§ Task data:
<<<<
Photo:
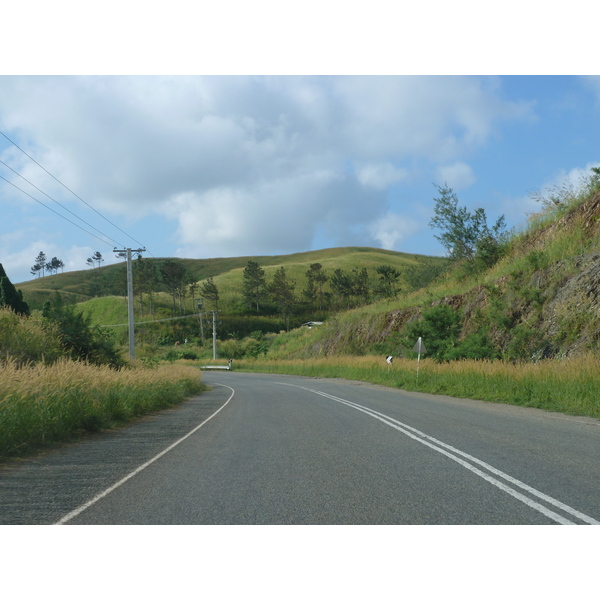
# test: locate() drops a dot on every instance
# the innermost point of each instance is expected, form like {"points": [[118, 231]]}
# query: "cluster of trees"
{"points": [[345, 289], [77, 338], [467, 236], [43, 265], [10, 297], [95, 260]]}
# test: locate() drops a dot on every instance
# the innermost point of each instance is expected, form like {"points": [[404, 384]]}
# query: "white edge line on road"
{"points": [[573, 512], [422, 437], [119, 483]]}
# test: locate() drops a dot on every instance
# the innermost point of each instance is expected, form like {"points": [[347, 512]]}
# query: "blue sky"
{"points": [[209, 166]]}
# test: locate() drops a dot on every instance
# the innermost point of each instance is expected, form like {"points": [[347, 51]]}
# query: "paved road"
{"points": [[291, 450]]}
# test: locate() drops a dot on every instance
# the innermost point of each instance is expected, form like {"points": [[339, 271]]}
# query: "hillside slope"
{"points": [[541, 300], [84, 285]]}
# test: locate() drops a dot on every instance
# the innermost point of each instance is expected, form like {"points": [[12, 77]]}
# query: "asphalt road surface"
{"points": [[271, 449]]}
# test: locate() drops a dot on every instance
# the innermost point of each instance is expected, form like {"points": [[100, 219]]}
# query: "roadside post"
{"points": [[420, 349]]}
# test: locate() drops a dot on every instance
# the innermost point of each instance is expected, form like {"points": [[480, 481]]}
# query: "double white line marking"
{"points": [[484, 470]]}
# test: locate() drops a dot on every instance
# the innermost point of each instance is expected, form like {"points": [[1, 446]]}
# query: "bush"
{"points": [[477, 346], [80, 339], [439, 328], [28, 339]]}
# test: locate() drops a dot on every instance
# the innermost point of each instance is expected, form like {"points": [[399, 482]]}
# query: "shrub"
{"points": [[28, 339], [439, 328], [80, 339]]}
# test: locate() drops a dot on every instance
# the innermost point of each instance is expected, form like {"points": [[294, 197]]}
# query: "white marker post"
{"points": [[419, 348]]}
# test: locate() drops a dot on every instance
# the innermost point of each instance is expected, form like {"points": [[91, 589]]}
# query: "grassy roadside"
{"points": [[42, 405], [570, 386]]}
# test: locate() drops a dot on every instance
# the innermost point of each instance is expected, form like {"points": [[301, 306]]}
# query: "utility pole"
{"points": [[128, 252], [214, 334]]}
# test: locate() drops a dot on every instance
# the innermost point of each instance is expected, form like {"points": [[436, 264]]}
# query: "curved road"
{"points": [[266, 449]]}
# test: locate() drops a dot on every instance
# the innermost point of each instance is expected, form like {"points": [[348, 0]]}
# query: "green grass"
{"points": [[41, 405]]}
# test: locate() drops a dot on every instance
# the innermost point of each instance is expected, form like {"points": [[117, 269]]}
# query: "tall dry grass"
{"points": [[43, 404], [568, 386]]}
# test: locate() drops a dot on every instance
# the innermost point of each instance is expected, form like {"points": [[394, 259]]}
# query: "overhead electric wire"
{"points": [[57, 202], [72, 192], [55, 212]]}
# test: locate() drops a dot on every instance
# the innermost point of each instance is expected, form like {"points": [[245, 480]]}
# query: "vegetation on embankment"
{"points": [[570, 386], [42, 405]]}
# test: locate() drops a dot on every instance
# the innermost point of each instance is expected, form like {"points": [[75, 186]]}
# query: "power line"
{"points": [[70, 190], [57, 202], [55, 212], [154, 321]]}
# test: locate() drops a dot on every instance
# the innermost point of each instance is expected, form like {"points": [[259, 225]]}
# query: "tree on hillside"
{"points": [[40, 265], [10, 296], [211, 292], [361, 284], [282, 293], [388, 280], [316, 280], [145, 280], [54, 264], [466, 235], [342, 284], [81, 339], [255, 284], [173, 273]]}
>>>>
What is needed is a verbatim copy of the material, minus its pictures.

§ Answer:
Photo:
# test: locate() drops a dot on every instance
# the innermost point of each instance is expected, form like {"points": [[118, 231]]}
# query: "cluster of trees"
{"points": [[345, 289], [77, 338], [467, 236], [43, 265], [10, 297], [95, 260]]}
# test: locate() drops a dot on every instance
# the innermost point of each instance is expected, form like {"points": [[404, 384]]}
# query: "white edge line on road"
{"points": [[573, 512], [422, 437], [119, 483]]}
# test: locate() drops a dot on every instance
# the innermost point of each instance is expected, form like {"points": [[347, 512]]}
# query: "blue sky"
{"points": [[209, 166]]}
# test: locate() drops a dot on every instance
# the innermost point of each instance is expected, form like {"points": [[347, 51]]}
# query: "paved road"
{"points": [[291, 450]]}
# test: locate() drops a dot on every instance
# the innermost point of each instance is expected, form like {"points": [[339, 271]]}
# query: "hillside slope"
{"points": [[541, 300], [84, 285]]}
# test: locate() drops a dot on every instance
# the innermost point of each instance is expected, form like {"points": [[12, 77]]}
# query: "asphalt road surface"
{"points": [[271, 449]]}
# test: locate() drops a dot on every instance
# the innermost point of each instance is expected, form like {"points": [[100, 219]]}
# query: "roadside post"
{"points": [[420, 349]]}
# test: locate() drops a dot on every instance
# the innermost point of each instance is expected, form like {"points": [[480, 481]]}
# query: "double white line marking"
{"points": [[484, 470]]}
# test: locate() drops a dot on every instance
# the innermost point of each instance is expected, form like {"points": [[1, 446]]}
# query: "bush"
{"points": [[477, 346], [80, 339], [439, 328], [28, 339]]}
# test: locate() drops a dot on every instance
# the innermost point of each instance is expected, form like {"points": [[399, 482]]}
# query: "shrub"
{"points": [[28, 339], [439, 328], [80, 339]]}
# test: locate() drops a dot on every instance
# the innermost point of each instance is expected, form like {"points": [[294, 197]]}
# query: "white marker post"
{"points": [[419, 348]]}
# test: locate() drops a dot on every instance
# the innermost point of each instance is expected, form like {"points": [[91, 589]]}
# query: "grassy roadside"
{"points": [[42, 405], [570, 386]]}
# test: locate() drops a dot on every instance
# the innermost point of each instance is expected, form like {"points": [[301, 306]]}
# query: "utility pole"
{"points": [[128, 252], [214, 334]]}
# test: locate() drops a dot on every instance
# the innermost point of each instance is expected, form like {"points": [[436, 264]]}
# query: "curved road"
{"points": [[266, 449]]}
# test: locate() drops a dot on every instance
# the innermost point of each instance is expected, form like {"points": [[348, 0]]}
# query: "green grass"
{"points": [[41, 405]]}
# test: locate() drops a dot on every instance
# the innermost point of each instance is expected, form like {"points": [[117, 269]]}
# query: "tall dry grass"
{"points": [[43, 404], [568, 386]]}
# test: locate() drops a dot on every instance
# the innermost point of each instance is expected, form like {"points": [[394, 259]]}
# query: "overhead electric wire"
{"points": [[57, 202], [72, 192], [55, 212]]}
# test: locate() drops a dot on every instance
# the innermost point of each instance is expected, form like {"points": [[245, 480]]}
# query: "vegetation on embankment"
{"points": [[570, 386], [42, 405]]}
# test: locate() drops a dot on every instance
# the innermost point of each instance is expected, form like {"points": [[75, 186]]}
# query: "power line"
{"points": [[70, 190], [57, 202], [55, 212], [154, 321]]}
# test: locate() drops a dot on every instance
# the innermost point of each instance is expected, form like {"points": [[259, 225]]}
# query: "tree on hillside"
{"points": [[40, 265], [10, 296], [211, 292], [361, 284], [282, 293], [388, 280], [316, 280], [145, 280], [54, 264], [466, 235], [342, 284], [81, 339], [255, 284], [173, 273]]}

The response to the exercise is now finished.